Eventually let's define a new dataframe with exchange offerings filtered out.  
All subsequent conclusions will be built on the basis of this datafarame unless otherwise specified.

In [15]:
dff = df[~df.apply(filter_exchange, axis=1)].copy()


We should make a new relative cold price estimations:

In [16]:
fig = px.box(
    dff[["cold_price_rel"]],
    x="cold_price_rel",
    notched=True,
    title="Cold RELATIVE prices <br><sup>€ for sq.m per month</sup>",
    color_discrete_sequence=["green"],
)
fig.update_layout(xaxis_title="€ for sq.m per month", yaxis_title="Value range")


As we filtered out exchange offerings the relative cold price increased from 22 to 30 eur/sq.m.month. (+ 37%).  
If we continued to include that irrelevant data, our statistics would be heavily skewed.

In [17]:
dff[
    ["property_area", "cold_price", "warm_price", "cold_price_rel"]
].describe().T.style.format(precision=1, thousands=",")

# [INFORMATION PROVIDED]
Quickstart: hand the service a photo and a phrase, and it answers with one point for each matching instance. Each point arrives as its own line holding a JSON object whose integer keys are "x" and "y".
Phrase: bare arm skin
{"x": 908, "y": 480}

# [WRITTEN INSTRUCTION]
Carry on the rental price analysis from its final line. The material is separate from the rental price analysis.

# [TASK ANSWER]
Unnamed: 0,count,mean,std,min,25%,50%,75%,max
property_area,2746.0,67.5,43.2,11.8,40.0,58.0,80.0,706.0
cold_price,2746.0,1930.4,1252.6,195.0,1300.0,1734.0,2300.0,17000.0
warm_price,2711.0,2080.8,1325.4,300.0,1390.0,1800.0,2490.0,19850.0
cold_price_rel,2746.0,32.7,18.4,5.8,21.8,30.4,39.4,185.7


The plot and the table speak for themselves:


### A typical housing for rent in Berlin looks like that:
||property_area|cold price|warm price|Relative cold price|
|:---|:---|:---|:---|:---|
|median| 58 sq.m|1734|1800|30 eur for sq.m monthly|

3/4 of all listings have a cold price less than 2300 and warm price less than 2490 euros.  

But the variance is high: from 300 up to 19,850 euros (warm price).  


Before we go any further let's slow down a bit and answer some easy questions.

### How tall are buildings for rent in Berlin?

In [18]:
temp = (
    dff.floors_in_building.value_counts()
)  # get frequencies of the number of floors in the building 

fig = px.bar(
    temp, x=temp.index, y=temp.values, title="Number of floors in the building"
)
fig.update_layout(xaxis_title="", yaxis_title="Count of properties for rent")
fig.update_xaxes(type="category")
fig.update_xaxes(categoryorder="category ascending")
# fig.update_layout(xaxis={'categoryorder':'total ascending'})
fig.show()


Well..  Do you find like me this plot is boring.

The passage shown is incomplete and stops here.